* [Task brief]
Make an exact copy of the records below, excluding images.

═════ Extracted information ═════

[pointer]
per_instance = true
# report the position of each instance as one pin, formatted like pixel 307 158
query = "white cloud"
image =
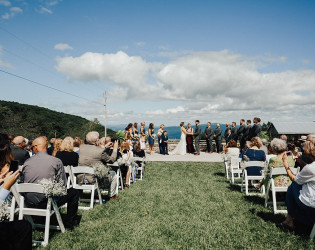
pixel 200 83
pixel 44 10
pixel 62 46
pixel 5 3
pixel 13 11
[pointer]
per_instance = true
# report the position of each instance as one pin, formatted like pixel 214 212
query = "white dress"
pixel 181 146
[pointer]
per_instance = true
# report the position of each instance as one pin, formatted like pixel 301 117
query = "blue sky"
pixel 162 61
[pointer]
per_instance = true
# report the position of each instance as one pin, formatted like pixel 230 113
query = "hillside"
pixel 32 121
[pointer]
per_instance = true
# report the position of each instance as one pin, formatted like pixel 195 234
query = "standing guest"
pixel 18 152
pixel 77 144
pixel 51 147
pixel 209 137
pixel 43 166
pixel 189 139
pixel 300 195
pixel 234 131
pixel 240 134
pixel 159 134
pixel 197 137
pixel 151 137
pixel 57 145
pixel 128 130
pixel 227 125
pixel 164 142
pixel 254 153
pixel 218 138
pixel 91 154
pixel 66 154
pixel 135 134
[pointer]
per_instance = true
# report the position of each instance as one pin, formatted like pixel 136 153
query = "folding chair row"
pixel 274 189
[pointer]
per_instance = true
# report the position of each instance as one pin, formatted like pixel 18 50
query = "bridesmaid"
pixel 189 139
pixel 151 137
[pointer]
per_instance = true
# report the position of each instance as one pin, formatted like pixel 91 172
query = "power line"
pixel 46 86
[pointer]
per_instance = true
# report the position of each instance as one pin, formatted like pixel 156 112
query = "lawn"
pixel 180 205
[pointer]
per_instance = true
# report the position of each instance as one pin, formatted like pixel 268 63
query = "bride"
pixel 181 146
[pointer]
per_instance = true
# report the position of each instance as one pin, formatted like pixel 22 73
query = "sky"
pixel 161 61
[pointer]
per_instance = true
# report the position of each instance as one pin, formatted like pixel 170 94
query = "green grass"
pixel 180 205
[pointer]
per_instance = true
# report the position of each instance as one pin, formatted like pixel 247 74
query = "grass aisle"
pixel 180 205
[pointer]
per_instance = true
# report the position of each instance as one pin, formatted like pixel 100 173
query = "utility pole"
pixel 105 101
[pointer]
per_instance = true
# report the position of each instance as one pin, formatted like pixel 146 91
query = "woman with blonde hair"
pixel 66 154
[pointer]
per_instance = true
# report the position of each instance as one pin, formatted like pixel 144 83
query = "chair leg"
pixel 58 216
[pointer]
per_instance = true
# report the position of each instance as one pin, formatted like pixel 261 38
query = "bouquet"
pixel 100 171
pixel 4 211
pixel 53 188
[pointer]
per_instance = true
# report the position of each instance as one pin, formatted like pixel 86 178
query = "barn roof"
pixel 301 128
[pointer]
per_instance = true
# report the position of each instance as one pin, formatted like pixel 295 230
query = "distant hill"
pixel 32 121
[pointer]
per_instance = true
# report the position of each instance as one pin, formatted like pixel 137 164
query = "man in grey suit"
pixel 218 138
pixel 209 137
pixel 197 137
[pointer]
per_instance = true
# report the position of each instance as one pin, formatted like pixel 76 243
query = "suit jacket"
pixel 226 131
pixel 209 132
pixel 197 131
pixel 217 133
pixel 19 154
pixel 240 132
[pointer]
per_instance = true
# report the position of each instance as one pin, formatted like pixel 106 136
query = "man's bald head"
pixel 40 144
pixel 18 141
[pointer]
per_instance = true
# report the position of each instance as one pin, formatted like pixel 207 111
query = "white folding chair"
pixel 253 178
pixel 24 211
pixel 142 166
pixel 274 189
pixel 235 168
pixel 85 187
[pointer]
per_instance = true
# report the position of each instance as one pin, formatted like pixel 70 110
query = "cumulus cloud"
pixel 62 46
pixel 5 3
pixel 205 82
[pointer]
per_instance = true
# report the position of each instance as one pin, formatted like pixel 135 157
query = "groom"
pixel 197 137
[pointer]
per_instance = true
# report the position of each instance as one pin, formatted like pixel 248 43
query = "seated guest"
pixel 57 145
pixel 43 166
pixel 18 152
pixel 279 147
pixel 77 144
pixel 91 153
pixel 66 154
pixel 13 234
pixel 254 153
pixel 51 148
pixel 300 195
pixel 232 149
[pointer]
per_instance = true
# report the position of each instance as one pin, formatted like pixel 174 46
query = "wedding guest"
pixel 164 142
pixel 128 130
pixel 209 137
pixel 218 138
pixel 18 152
pixel 189 139
pixel 254 153
pixel 91 154
pixel 43 166
pixel 57 145
pixel 234 131
pixel 151 137
pixel 66 154
pixel 50 149
pixel 76 144
pixel 301 193
pixel 159 134
pixel 227 125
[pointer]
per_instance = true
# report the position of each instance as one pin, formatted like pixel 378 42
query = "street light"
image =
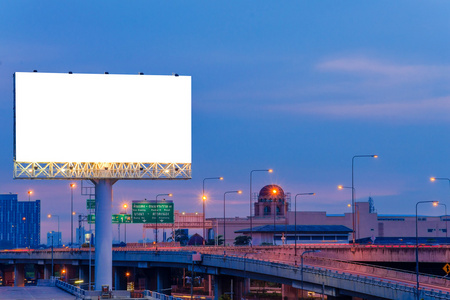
pixel 156 239
pixel 29 222
pixel 295 221
pixel 229 192
pixel 446 218
pixel 72 186
pixel 301 256
pixel 274 192
pixel 204 200
pixel 250 215
pixel 353 192
pixel 435 203
pixel 125 207
pixel 50 216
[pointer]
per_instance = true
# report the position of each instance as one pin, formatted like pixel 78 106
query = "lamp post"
pixel 29 221
pixel 125 207
pixel 301 256
pixel 72 186
pixel 274 192
pixel 204 200
pixel 446 228
pixel 250 215
pixel 224 220
pixel 446 218
pixel 156 238
pixel 353 192
pixel 435 203
pixel 50 216
pixel 295 221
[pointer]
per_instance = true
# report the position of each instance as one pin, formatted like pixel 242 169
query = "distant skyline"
pixel 299 86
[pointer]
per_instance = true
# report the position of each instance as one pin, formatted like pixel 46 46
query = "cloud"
pixel 393 71
pixel 434 109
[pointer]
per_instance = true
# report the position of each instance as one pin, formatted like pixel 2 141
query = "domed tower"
pixel 271 199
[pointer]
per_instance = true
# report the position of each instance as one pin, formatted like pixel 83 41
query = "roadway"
pixel 34 292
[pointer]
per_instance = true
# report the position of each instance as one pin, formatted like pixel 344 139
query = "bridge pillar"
pixel 222 285
pixel 19 275
pixel 103 229
pixel 163 281
pixel 217 287
pixel 47 271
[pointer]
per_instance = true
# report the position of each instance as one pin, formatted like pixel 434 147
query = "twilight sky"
pixel 296 86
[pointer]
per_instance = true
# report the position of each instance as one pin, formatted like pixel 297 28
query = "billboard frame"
pixel 92 170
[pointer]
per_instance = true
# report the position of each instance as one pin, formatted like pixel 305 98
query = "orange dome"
pixel 271 192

═════

* [Result of this exercise]
[pointer]
per_instance = true
# report the position of each instance as one pin, formatted like pixel 307 158
query = "white cloud"
image =
pixel 200 83
pixel 44 10
pixel 62 46
pixel 5 3
pixel 13 11
[pointer]
per_instance = true
# report the position of each instance as one pin, formatted like pixel 214 212
query = "white dress"
pixel 181 146
[pointer]
per_instance = true
# report the position of each instance as one pin, formatted like pixel 301 117
query = "blue sky"
pixel 162 61
[pointer]
per_instance = true
# report the position of each instance as one pin, formatted like pixel 230 113
query = "hillside"
pixel 32 121
[pointer]
per_instance = true
# report the position of each instance as one pin, formatted like pixel 195 234
query = "standing guest"
pixel 18 152
pixel 77 144
pixel 51 147
pixel 209 137
pixel 43 166
pixel 189 139
pixel 300 195
pixel 234 131
pixel 240 134
pixel 159 134
pixel 197 137
pixel 151 137
pixel 57 145
pixel 128 130
pixel 227 125
pixel 164 142
pixel 254 153
pixel 218 138
pixel 91 154
pixel 66 154
pixel 135 134
[pointer]
per_instance = true
# report the position of each instance as one pin, formatted like pixel 136 153
query = "folding chair row"
pixel 274 189
[pointer]
per_instance = true
# report the position of each instance as one pin, formatted like pixel 18 50
query = "bridesmaid"
pixel 189 139
pixel 151 137
[pointer]
per_instance = true
# report the position of each instance as one pin, formatted like pixel 91 172
query = "power line"
pixel 46 86
[pointer]
per_instance = true
# report the position of each instance as one pin, formatted like pixel 156 112
query = "lawn"
pixel 180 205
[pointer]
per_instance = true
# report the position of each instance as one pin, formatted like pixel 268 63
query = "bride"
pixel 181 146
[pointer]
per_instance = true
# report the position of each instance as one pin, formatted like pixel 22 73
query = "sky"
pixel 161 61
[pointer]
per_instance = true
# report the position of each instance as one pin, formatted like pixel 170 94
query = "green grass"
pixel 180 205
[pointer]
per_instance = true
# report the position of each instance as one pin, formatted like pixel 247 74
query = "grass aisle"
pixel 180 205
[pointer]
per_instance = true
# report the position of each instance as one pin, formatted like pixel 100 173
query = "utility pole"
pixel 105 101
[pointer]
per_instance = true
# report the position of each instance as one pin, formatted like pixel 146 91
query = "woman with blonde hair"
pixel 66 154
[pointer]
per_instance = true
# report the position of each instance as one pin, formatted like pixel 144 83
query = "chair leg"
pixel 58 216
[pointer]
per_instance = true
# report the position of each instance as one pin, formatted like pixel 261 38
query = "bouquet"
pixel 100 171
pixel 4 211
pixel 53 188
[pointer]
per_instance = true
# report the position of each instance as one pin, formatted like pixel 86 178
query = "barn roof"
pixel 301 128
[pointer]
per_instance = true
# report the position of each instance as one pin, formatted like pixel 295 230
query = "distant hill"
pixel 32 121
[pointer]
per_instance = true
# report the position of each instance as one pin, formatted like pixel 137 164
query = "man in grey suit"
pixel 218 138
pixel 209 137
pixel 197 137
[pointer]
per_instance = true
# report the position of each instance as one pin, formatted like pixel 76 243
query = "suit jacket"
pixel 226 131
pixel 209 132
pixel 197 131
pixel 217 133
pixel 19 154
pixel 240 132
[pointer]
per_instance = true
# report the position of each instance as one pin, formatted like pixel 106 136
query = "man's bald head"
pixel 40 144
pixel 18 141
[pointer]
per_instance = true
# report the position of each instance as one pin, formatted like pixel 207 111
query = "white folding chair"
pixel 253 178
pixel 24 211
pixel 142 166
pixel 274 189
pixel 235 168
pixel 85 187
[pointer]
per_instance = true
# report the position of each instance as one pin, formatted like pixel 70 110
query = "cumulus cloud"
pixel 62 46
pixel 5 3
pixel 205 82
[pointer]
per_instance = true
# report the position of each instance as one pin, formatted like pixel 135 157
query = "groom"
pixel 197 137
[pointer]
per_instance = true
# report the position of each instance as one pin, formatted like pixel 248 43
query = "seated guest"
pixel 57 145
pixel 43 166
pixel 18 152
pixel 279 147
pixel 77 144
pixel 91 153
pixel 66 154
pixel 13 234
pixel 254 153
pixel 51 148
pixel 300 195
pixel 232 149
[pointer]
per_instance = true
# report the position of each instance as one pin, formatted like pixel 174 46
query = "wedding guest"
pixel 164 142
pixel 128 130
pixel 209 137
pixel 218 138
pixel 18 152
pixel 189 139
pixel 254 153
pixel 91 154
pixel 43 166
pixel 57 145
pixel 234 131
pixel 151 137
pixel 66 154
pixel 50 149
pixel 76 144
pixel 301 193
pixel 159 134
pixel 227 125
[pointer]
per_instance = true
# report the position of each instance as one pin, formatted like pixel 378 42
query = "street light"
image =
pixel 156 239
pixel 29 222
pixel 295 221
pixel 229 192
pixel 446 218
pixel 72 186
pixel 301 256
pixel 274 192
pixel 204 200
pixel 250 215
pixel 353 192
pixel 435 203
pixel 125 207
pixel 50 216
[pointer]
per_instance = true
# report the position of each instance as one pin, formatted like pixel 78 106
query = "lamp post"
pixel 29 221
pixel 125 207
pixel 301 256
pixel 72 186
pixel 274 192
pixel 204 200
pixel 446 228
pixel 250 215
pixel 224 220
pixel 446 218
pixel 156 238
pixel 353 192
pixel 435 203
pixel 50 216
pixel 295 221
[pointer]
per_instance = true
# report the position of each instance as one pin, formatted like pixel 242 169
query = "distant skyline"
pixel 299 86
[pointer]
per_instance = true
# report the position of each instance as one pin, formatted like pixel 46 46
query = "cloud"
pixel 393 71
pixel 434 109
[pointer]
per_instance = true
# report the position of each instance as one pin, formatted like pixel 2 141
query = "domed tower"
pixel 271 199
[pointer]
per_instance = true
# report the position of each instance as one pin, formatted like pixel 83 41
query = "roadway"
pixel 34 292
[pointer]
per_instance = true
# report the position of each instance as one pin, formatted like pixel 344 139
query = "bridge pillar"
pixel 222 285
pixel 19 275
pixel 103 229
pixel 163 281
pixel 217 287
pixel 47 271
[pointer]
per_instance = true
# report the position of each instance as one pin, formatted like pixel 434 147
query = "twilight sky"
pixel 296 86
[pointer]
per_instance = true
# report the position of each instance as one pin, formatted like pixel 297 28
query = "billboard frame"
pixel 92 170
[pointer]
per_instance = true
# report the position of each instance as one pin, formatted like pixel 305 98
query = "orange dome"
pixel 271 192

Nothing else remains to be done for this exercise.